Source data:
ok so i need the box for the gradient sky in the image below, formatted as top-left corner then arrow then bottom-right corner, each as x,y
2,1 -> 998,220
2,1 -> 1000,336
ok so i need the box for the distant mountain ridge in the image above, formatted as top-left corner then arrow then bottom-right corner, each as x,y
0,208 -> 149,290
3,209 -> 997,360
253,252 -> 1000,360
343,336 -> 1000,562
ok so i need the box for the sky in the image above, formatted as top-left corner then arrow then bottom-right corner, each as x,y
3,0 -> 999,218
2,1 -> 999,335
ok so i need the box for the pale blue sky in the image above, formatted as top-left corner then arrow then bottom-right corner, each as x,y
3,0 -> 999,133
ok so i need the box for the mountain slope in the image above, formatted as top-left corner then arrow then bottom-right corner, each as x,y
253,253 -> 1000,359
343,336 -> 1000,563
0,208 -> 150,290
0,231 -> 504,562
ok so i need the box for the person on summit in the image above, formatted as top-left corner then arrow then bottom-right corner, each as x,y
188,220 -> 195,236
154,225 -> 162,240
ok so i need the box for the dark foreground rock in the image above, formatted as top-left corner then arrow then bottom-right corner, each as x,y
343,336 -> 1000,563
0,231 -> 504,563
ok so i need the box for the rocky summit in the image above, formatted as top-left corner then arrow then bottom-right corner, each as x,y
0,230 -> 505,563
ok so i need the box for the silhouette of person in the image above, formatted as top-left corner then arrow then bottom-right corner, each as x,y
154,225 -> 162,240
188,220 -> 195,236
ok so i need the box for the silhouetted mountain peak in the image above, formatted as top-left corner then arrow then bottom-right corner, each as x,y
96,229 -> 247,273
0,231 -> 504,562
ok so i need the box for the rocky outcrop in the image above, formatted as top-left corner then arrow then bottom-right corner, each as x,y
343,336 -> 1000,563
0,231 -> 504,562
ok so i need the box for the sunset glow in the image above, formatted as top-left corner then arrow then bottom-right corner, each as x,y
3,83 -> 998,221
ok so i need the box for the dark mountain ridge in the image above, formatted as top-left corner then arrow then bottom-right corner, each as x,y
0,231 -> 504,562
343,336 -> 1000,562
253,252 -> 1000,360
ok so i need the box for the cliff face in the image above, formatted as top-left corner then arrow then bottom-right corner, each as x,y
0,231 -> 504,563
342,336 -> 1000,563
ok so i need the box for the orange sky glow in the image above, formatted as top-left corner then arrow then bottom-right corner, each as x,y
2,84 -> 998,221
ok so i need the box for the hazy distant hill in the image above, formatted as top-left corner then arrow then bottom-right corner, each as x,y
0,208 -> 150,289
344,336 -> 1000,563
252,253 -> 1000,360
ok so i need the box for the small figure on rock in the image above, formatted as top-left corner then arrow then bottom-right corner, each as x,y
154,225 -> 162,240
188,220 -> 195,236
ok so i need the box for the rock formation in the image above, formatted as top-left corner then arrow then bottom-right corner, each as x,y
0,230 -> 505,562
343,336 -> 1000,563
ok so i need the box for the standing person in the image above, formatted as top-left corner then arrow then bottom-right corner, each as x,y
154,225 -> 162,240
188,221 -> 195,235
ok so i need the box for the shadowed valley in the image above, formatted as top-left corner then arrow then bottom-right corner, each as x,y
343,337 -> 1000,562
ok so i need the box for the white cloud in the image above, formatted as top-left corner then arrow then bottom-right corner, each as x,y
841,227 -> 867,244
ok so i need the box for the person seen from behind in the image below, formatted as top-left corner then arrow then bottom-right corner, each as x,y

:: Problem ::
Output the lines above verbatim and in full.

:: Reply to the task ::
ok so i need the box for the gradient sky in the image below, formatted as top-left corner then arrow then bottom-right corner, each as x,y
2,1 -> 998,220
2,1 -> 1000,336
ok so i need the box for the distant mountain ridge in the image above, formatted as top-left corner then arrow then bottom-right corner, each as x,y
0,208 -> 149,290
3,209 -> 997,360
253,252 -> 1000,360
343,336 -> 1000,562
ok so i need the box for the sky in the image above, formatted as top-left corner then arrow then bottom-right corner, each as x,y
3,0 -> 999,218
2,1 -> 999,335
ok so i need the box for the pale blue sky in the image above, formatted as top-left corner then arrow then bottom-right corner, each as x,y
3,0 -> 999,133
ok so i need the box for the mountain slope in the image above, formatted as top-left corner then arrow then bottom-right corner, each as x,y
253,253 -> 1000,359
343,336 -> 1000,563
0,208 -> 150,290
0,231 -> 504,562
ok so i need the box for the person on summit in the image above, formatted as top-left corner then arrow then bottom-right corner, each as x,y
188,220 -> 195,236
154,225 -> 162,240
ok so i need the box for the dark foreground rock in the image above, formatted as top-left corner then arrow then bottom-right corner, each as x,y
343,336 -> 1000,563
0,231 -> 504,563
ok so i need the box for the rocky summit in the image above, formatted as top-left corner then arrow then bottom-right corner, each as x,y
0,230 -> 505,563
ok so i need the box for the silhouette of person in the image above, formatted as top-left corner then arrow then bottom-right corner, each as x,y
154,225 -> 162,240
188,220 -> 195,236
ok so i need the box for the silhouetted mountain peak in the image above, formatted as top-left corner then arrow then bottom-right corner, each as x,y
96,229 -> 247,273
0,231 -> 504,562
ok so i need the box for the rocky outcrop in the image above, formatted as top-left corner then arrow then bottom-right corner, each as x,y
343,336 -> 1000,563
0,231 -> 504,562
ok so i need the box for the sunset glow in the image above, formatted as top-left corner then arrow then bottom-right corner, each as x,y
3,83 -> 998,221
ok so i need the box for the dark mountain ridge in the image above, formatted as top-left corner then arrow then bottom-right corner, each as x,y
0,231 -> 504,562
343,336 -> 1000,562
253,252 -> 1000,360
ok so i need the box for the cliff face in the image above, formatted as top-left corner then arrow then bottom-right corner, each as x,y
0,231 -> 504,563
342,336 -> 1000,563
ok so i need the box for the orange sky glow in the image above, formatted as top-left corner then arrow then bottom-right corner, each as x,y
2,84 -> 998,221
ok so i need the box for the hazy distant hill in the image above, formatted as top-left corner then arrow then bottom-right corner, each as x,y
0,208 -> 150,289
344,336 -> 1000,563
252,253 -> 1000,360
ok so i need the box for the small figure on rock in the image above, formatted as top-left corner then arrow then bottom-right corner, each as x,y
154,225 -> 162,240
188,220 -> 195,236
ok so i need the box for the rock formation in the image above, formatted as top-left corner then arrow then bottom-right corner, each as x,y
0,230 -> 505,562
343,336 -> 1000,563
ok so i need the box for the standing person in the image above, formatted as top-left corner then arrow then bottom-right corner, each as x,y
154,225 -> 162,240
188,221 -> 195,235
ok so i need the box for the shadowed valley in the image above, formatted as top-left corner then arrow then bottom-right corner, each as x,y
343,337 -> 1000,562
ok so i need the box for the white cloud in the image above, formatted as top-left corner then arrow then bottom-right corner, each as x,y
841,227 -> 867,244
ok so i need the box for the person seen from behind in the image below, formatted as top-left corner then arrow then bottom-right corner, each as x,y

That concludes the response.